统计下列条目中含有字符串“window”的行数，仅给出该数字。

============

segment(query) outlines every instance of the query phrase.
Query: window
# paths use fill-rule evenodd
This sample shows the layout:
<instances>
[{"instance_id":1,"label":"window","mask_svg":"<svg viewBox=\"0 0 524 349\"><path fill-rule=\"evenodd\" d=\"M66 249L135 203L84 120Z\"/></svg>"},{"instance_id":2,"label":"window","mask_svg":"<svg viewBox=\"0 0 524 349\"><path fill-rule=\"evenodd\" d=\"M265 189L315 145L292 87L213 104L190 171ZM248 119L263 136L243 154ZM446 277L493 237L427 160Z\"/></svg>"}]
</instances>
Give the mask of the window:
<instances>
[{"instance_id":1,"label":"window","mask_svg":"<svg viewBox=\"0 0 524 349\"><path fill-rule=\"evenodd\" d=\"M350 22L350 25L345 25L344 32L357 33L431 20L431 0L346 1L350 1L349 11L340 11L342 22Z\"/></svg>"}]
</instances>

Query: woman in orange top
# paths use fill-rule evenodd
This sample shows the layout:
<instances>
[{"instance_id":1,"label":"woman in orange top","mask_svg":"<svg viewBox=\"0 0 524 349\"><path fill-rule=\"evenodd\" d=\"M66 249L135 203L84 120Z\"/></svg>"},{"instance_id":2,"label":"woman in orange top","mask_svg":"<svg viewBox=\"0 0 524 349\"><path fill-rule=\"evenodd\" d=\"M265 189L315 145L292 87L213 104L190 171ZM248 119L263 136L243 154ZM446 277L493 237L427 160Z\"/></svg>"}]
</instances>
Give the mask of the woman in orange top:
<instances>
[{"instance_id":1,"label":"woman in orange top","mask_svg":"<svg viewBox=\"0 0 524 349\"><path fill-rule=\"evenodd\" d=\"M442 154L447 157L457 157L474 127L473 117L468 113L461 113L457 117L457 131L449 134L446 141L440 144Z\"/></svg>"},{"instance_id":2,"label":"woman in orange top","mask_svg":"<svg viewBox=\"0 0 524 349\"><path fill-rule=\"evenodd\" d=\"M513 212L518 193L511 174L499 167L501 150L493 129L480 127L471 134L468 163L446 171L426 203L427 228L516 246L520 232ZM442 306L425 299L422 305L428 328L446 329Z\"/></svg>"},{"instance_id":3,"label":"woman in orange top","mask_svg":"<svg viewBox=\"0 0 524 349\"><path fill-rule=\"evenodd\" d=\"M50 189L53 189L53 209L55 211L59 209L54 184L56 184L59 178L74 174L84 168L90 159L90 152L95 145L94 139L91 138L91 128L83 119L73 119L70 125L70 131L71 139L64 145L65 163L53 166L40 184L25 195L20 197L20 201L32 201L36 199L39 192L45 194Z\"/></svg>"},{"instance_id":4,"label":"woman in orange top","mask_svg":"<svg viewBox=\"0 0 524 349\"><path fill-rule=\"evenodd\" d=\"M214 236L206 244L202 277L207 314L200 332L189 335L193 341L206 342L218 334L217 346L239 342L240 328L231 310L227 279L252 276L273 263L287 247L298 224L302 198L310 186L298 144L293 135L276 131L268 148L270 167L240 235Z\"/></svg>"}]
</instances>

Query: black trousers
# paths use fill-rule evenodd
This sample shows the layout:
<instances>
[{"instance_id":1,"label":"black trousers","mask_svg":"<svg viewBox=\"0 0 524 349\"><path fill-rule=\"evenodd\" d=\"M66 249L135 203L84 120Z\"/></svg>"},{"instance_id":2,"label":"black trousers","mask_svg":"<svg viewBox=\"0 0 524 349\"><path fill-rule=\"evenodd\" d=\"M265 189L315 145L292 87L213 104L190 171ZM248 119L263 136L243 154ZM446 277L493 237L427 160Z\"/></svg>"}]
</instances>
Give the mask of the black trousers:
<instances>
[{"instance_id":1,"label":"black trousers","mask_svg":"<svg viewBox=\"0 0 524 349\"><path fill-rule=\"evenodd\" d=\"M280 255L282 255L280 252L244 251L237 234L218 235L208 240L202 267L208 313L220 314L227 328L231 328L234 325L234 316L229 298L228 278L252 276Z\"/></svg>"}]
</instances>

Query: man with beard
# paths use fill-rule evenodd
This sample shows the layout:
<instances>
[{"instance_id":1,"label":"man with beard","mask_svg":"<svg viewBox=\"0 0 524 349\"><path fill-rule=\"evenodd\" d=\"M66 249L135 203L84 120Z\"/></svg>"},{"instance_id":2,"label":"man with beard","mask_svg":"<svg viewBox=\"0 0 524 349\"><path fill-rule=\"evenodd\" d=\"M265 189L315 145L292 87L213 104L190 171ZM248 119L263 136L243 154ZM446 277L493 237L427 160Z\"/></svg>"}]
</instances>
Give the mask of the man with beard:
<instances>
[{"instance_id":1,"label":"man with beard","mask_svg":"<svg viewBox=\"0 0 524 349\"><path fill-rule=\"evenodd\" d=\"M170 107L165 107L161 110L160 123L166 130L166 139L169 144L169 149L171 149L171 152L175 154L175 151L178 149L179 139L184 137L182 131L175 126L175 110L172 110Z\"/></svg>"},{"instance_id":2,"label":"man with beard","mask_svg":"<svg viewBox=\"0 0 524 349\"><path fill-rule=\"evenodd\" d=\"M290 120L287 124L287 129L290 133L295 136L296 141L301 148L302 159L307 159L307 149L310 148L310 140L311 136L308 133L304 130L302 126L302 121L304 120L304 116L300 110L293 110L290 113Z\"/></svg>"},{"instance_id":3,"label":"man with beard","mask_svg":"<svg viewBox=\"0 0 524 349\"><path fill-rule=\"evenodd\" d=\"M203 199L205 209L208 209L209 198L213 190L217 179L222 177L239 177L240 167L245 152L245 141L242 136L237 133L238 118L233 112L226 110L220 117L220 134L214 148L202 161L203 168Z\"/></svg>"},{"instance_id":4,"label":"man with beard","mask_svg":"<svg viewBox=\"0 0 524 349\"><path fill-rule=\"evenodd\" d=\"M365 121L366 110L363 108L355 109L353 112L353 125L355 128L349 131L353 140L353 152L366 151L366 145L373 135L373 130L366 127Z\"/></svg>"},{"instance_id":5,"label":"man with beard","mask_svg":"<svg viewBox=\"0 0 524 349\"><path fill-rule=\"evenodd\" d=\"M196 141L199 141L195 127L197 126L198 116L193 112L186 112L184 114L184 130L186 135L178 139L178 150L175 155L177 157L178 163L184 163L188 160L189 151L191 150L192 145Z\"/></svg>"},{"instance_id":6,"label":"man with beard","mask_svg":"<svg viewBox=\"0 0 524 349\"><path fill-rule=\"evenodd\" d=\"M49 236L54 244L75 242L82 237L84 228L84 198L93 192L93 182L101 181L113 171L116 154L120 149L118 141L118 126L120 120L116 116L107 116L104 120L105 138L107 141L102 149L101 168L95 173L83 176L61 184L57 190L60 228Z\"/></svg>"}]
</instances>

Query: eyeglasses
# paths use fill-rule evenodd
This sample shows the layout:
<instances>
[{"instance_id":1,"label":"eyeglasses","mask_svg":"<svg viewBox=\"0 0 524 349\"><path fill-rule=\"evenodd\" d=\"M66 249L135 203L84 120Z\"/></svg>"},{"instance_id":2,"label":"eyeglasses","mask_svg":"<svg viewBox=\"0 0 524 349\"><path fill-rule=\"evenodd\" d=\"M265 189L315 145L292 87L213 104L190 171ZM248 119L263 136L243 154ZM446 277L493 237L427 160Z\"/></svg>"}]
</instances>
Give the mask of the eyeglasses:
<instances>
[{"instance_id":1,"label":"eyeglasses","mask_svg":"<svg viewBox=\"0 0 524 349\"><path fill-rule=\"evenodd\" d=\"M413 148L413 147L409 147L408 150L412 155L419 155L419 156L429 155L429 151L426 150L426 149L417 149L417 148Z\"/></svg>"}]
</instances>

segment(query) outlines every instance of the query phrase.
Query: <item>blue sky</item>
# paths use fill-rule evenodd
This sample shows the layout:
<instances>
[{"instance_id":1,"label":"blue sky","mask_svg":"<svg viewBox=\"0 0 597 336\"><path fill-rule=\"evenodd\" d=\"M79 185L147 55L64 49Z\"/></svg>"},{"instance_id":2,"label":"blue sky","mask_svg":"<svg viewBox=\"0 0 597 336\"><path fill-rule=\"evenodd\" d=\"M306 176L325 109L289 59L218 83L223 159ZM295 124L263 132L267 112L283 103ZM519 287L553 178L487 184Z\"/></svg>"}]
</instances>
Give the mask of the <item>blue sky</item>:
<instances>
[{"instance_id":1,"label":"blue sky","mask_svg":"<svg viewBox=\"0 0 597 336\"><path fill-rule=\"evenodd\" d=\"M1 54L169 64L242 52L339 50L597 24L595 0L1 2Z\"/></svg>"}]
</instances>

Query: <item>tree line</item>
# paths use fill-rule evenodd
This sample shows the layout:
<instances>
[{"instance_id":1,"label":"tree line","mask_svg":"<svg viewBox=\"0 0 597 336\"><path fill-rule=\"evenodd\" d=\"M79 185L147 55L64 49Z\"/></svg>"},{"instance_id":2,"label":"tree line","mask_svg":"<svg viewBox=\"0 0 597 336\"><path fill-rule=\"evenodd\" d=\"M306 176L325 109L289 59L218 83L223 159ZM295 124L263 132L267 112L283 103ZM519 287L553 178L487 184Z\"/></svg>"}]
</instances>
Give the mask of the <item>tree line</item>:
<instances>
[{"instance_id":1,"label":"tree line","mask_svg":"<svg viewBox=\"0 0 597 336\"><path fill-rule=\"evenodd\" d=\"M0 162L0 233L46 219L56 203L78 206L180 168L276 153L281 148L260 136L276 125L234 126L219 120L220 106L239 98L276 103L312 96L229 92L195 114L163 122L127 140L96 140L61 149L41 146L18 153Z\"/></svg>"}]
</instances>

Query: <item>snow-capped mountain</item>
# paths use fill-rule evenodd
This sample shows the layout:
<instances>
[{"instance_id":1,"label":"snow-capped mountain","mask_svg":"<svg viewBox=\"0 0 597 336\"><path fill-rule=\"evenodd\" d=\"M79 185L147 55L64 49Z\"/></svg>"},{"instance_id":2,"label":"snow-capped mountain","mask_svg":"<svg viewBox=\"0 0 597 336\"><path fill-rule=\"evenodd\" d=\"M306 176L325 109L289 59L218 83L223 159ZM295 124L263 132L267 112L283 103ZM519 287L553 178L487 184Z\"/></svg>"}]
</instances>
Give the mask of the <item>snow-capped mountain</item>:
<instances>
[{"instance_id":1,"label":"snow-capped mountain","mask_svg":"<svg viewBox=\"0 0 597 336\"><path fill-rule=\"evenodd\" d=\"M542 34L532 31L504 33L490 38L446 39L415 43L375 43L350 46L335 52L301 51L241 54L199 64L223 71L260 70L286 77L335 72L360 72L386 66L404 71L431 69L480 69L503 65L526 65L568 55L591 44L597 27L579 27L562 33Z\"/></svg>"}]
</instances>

============

§ **作答结果**
4